## [CONSIGNES]
[a] Recopiez, dans l'extrait consacré à Ernest Cole, le passage qui va de « Ernest Cole, l’œil » jusqu'à « que 27 ans. ».
[b] Prolongez le texte sur le photographe Ernest Cole à partir de sa dernière phrase.

#### EXTRAIT ÉTUDIÉ ####

En 2017, 60 000 négatifs du mystérieux photographe sud-africain Ernest Cole sont découverts dans un coffre de banque, en Suède. Comment sont-ils arrivés là ? A ce jour, personne ne le sait vraiment. Cependant, ce qui est sûr c’est que malgré son silence, Ernest Cole n’a finalement pas arrêté sa photographie à House of Bondage, l’ouvrage qui l’a rendu célèbre. Il semblerait qu’il ait sillonné des années durant, les rues américaines, appareil en main, pour prendre des clichés de la ségrégation raciale encore vivace dans cette société vendue au monde entier comme le royaume de la liberté.
Ernest Cole, l’œil précoce posé sur l’apartheid
La création de House of Bondage aura pris presque dix ans à Ernest Cole. Dix ans à prendre en secret des photographies de l’apartheid, à assembler ses négatifs, les protéger puis en rédiger des textes explicatifs. Et pourtant, le livre a paru en 1967, alors que le photographe n’avait encore que 27 ans.

#### MATÉRIEL FOURNI ####

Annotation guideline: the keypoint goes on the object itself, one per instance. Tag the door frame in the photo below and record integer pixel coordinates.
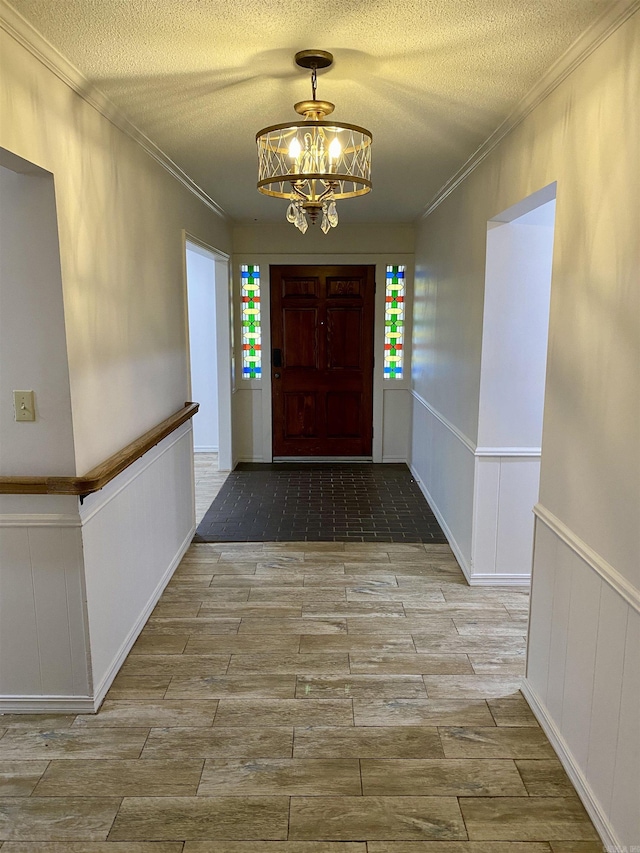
(223, 302)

####

## [RÉPONSES AUX EXERCICES]
[a]
Ernest Cole, l’œil précoce posé sur l’apartheid
La création de House of Bondage aura pris presque dix ans à Ernest Cole. Dix ans à prendre en secret des photographies de l’apartheid, à assembler ses négatifs, les protéger puis en rédiger des textes explicatifs. Et pourtant, le livre a paru en 1967, alors que le photographe n’avait encore que 27 ans.

[b]
“Lorsqu’il était encore très jeune, Cole a été séduit par un livre de Cartier Bresson, Les gens de Moscou. Il y a trouvé son ambition, son rêve. Je crois qu’il y admirait aussi son regard sur l’humanité, cette manière d’observer avec une certaine distance le monde, ainsi que cette possibilité de s’évader et de parcourir le monde pour le photographier. En réalité c’est ce qui l’a toujours intéressé : commenter la condition humaine. Alors il a commencé par ce qu’il se passait chez lui.”
Comme une étrange coïncidence, c’est à peu près au même âge que Raoul Peck est pour la première fois entré en contact avec le travail du photographe :
“Mon premier souvenir de lui date de mes 17 ans, à Berlin alors que j’y étudiais. Berlin était une ville très politisée à cette époque et mes aînés utilisaient des photos de Cole comme outil de lutte pour la libération de pays comme l’Afrique du Sud ou même Haïti. Les photos de Cole documentaient pour la toute première fois la barbarie de l’apartheid. Mais à ses débuts je pense qu’il s’agissait d’abord pour lui de documenter ce qui l’environnait, même si je pense qu’il était clair pour lui qu’il ne pourrait jamais exploiter ses photos en Afrique du Sud.”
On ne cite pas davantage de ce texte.